#### INSTRUCTIONS FOR THE TASK:
Each record needs to be transcribed exactly.

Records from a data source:
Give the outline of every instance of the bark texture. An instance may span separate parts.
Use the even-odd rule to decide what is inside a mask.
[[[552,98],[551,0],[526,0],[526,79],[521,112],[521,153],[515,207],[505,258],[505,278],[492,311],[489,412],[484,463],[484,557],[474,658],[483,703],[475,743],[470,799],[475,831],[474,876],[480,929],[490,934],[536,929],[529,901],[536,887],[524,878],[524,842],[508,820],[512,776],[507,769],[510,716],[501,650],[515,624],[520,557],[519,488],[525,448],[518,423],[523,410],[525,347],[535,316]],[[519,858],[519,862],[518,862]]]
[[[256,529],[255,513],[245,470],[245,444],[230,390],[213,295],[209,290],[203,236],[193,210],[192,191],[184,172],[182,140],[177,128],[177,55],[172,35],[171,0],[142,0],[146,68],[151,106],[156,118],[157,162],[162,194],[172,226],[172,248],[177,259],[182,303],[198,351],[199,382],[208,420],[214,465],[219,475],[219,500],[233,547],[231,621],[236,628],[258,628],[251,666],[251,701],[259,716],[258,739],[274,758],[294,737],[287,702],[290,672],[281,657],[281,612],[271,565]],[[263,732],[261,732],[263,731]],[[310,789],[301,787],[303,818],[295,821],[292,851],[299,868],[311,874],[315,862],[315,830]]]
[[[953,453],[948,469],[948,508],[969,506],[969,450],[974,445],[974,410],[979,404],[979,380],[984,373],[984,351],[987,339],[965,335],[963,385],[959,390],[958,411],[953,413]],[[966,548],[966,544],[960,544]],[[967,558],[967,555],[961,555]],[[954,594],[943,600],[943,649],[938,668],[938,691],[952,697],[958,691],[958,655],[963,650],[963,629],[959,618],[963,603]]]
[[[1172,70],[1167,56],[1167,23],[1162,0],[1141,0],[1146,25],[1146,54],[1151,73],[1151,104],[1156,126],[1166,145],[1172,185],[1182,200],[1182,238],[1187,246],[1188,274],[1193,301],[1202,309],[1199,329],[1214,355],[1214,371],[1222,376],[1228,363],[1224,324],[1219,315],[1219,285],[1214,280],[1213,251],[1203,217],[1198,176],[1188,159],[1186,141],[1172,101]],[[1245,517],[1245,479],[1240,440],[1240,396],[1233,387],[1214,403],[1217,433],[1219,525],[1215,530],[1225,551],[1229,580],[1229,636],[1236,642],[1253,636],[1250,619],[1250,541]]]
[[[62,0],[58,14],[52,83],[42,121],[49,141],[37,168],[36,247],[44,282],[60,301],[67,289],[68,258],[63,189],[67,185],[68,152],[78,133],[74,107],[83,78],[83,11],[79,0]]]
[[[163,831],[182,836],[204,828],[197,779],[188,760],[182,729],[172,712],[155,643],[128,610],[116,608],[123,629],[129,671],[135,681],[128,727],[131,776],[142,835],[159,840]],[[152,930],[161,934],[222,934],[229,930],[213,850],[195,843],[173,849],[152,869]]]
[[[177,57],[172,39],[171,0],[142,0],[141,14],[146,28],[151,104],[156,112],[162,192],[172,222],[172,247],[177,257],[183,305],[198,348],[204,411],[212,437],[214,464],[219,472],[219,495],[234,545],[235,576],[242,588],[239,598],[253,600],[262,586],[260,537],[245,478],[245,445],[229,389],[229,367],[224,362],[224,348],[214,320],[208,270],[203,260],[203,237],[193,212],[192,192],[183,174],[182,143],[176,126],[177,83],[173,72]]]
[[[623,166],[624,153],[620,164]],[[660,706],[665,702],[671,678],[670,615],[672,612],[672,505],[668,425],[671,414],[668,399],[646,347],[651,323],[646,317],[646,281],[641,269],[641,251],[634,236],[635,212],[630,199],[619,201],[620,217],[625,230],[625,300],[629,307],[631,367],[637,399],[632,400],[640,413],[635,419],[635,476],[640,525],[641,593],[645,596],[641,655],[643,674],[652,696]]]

#### ANSWER FOR THIS EXERCISE:
Give the outline of every instance of the bark texture. An instance may span separate parts.
Use the even-odd rule to decide what is inside a mask.
[[[552,98],[551,0],[526,0],[526,79],[521,112],[521,153],[515,207],[505,258],[505,278],[492,311],[489,412],[484,463],[484,557],[474,658],[483,703],[475,743],[470,799],[475,831],[474,876],[480,929],[490,934],[536,929],[529,901],[536,887],[524,878],[524,842],[508,820],[512,776],[507,769],[510,716],[501,650],[515,624],[520,557],[519,488],[525,448],[518,423],[523,410],[525,347],[535,316]],[[519,858],[519,862],[518,862]]]
[[[256,529],[255,513],[245,470],[245,444],[230,390],[213,295],[209,290],[203,236],[193,210],[192,191],[184,172],[182,140],[177,128],[177,55],[172,35],[171,0],[142,0],[146,68],[151,106],[156,118],[157,162],[162,194],[172,226],[172,248],[177,259],[182,303],[198,351],[199,382],[208,420],[214,465],[219,475],[219,500],[233,547],[231,621],[236,628],[258,628],[251,666],[251,701],[259,716],[258,739],[274,758],[294,737],[287,702],[290,672],[281,657],[281,612],[271,565]],[[263,732],[261,732],[263,731]],[[310,789],[301,787],[303,818],[295,821],[292,851],[299,868],[311,874],[315,862],[315,830]]]
[[[953,453],[948,469],[948,508],[969,506],[969,450],[974,445],[974,410],[979,404],[979,380],[984,373],[984,351],[987,339],[965,335],[963,385],[959,390],[958,411],[953,413]],[[966,548],[966,544],[960,544]],[[967,558],[967,555],[961,555]],[[954,594],[943,600],[943,649],[938,668],[938,691],[952,697],[958,691],[958,655],[963,650],[963,629],[959,618],[963,603]]]
[[[1172,70],[1167,56],[1167,23],[1162,0],[1141,0],[1146,25],[1146,54],[1151,73],[1151,104],[1156,126],[1166,145],[1172,185],[1182,200],[1182,238],[1187,246],[1188,274],[1193,301],[1202,309],[1199,329],[1214,355],[1214,371],[1222,376],[1228,363],[1224,324],[1219,315],[1219,285],[1214,280],[1213,251],[1203,217],[1198,176],[1188,159],[1186,141],[1172,101]],[[1245,517],[1245,479],[1240,440],[1240,396],[1233,387],[1214,403],[1217,433],[1219,525],[1215,530],[1225,551],[1229,580],[1229,636],[1236,642],[1253,636],[1250,619],[1250,541]]]
[[[62,0],[58,14],[52,83],[42,121],[49,141],[37,168],[36,247],[44,282],[60,301],[67,289],[68,258],[63,189],[67,185],[68,152],[78,133],[74,107],[83,78],[83,11],[79,0]]]
[[[163,831],[182,836],[204,828],[197,779],[188,760],[182,729],[172,712],[155,643],[128,610],[116,608],[123,629],[129,671],[135,681],[128,727],[131,776],[142,835],[159,840]],[[152,930],[161,934],[222,934],[229,930],[213,850],[195,843],[173,849],[152,869]]]
[[[177,57],[172,39],[171,0],[142,0],[141,14],[146,28],[151,104],[156,112],[162,192],[172,222],[172,247],[177,257],[183,305],[198,348],[204,411],[212,437],[214,464],[219,472],[219,495],[234,545],[235,576],[242,588],[239,598],[253,600],[262,586],[260,537],[245,478],[245,445],[229,389],[229,367],[224,362],[224,348],[214,320],[208,270],[203,260],[203,237],[193,212],[192,192],[183,174],[182,143],[176,126],[177,83],[173,72]]]
[[[623,166],[624,153],[620,164]],[[660,706],[665,702],[671,678],[670,615],[672,612],[672,505],[668,425],[671,414],[668,399],[646,347],[651,323],[646,317],[646,281],[641,269],[641,251],[634,236],[635,212],[630,199],[619,201],[620,217],[625,230],[625,300],[629,307],[631,367],[637,399],[632,400],[640,413],[635,419],[635,476],[640,525],[641,593],[645,596],[641,655],[643,674],[652,696]]]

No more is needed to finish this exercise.